▸ EXERCISE
Revise the data below by replacing "gray sneaker" with "white sneaker" wherever it occurs and keeping everything else the same. Leave the pictures out of your answer.
———
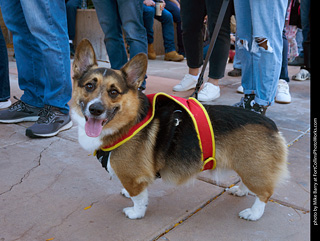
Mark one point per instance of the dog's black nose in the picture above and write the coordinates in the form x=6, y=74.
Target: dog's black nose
x=96, y=109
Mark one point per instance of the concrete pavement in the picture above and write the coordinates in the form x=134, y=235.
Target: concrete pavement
x=51, y=189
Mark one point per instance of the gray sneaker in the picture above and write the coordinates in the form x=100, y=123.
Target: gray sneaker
x=18, y=112
x=51, y=121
———
▸ WRITTEN ANSWER
Mark one point per instance of the dog's black nose in the picture above and write the coordinates in the form x=6, y=74.
Target: dog's black nose
x=96, y=109
Mark one point per instance of the concrete pavement in the picture above and write the coordinates in the form x=134, y=235.
Target: concrete pavement
x=51, y=189
Mark one point per instance of the white sneaker in the picture above and write the coordinates in the form x=100, y=123.
Target: white sneaker
x=18, y=112
x=51, y=121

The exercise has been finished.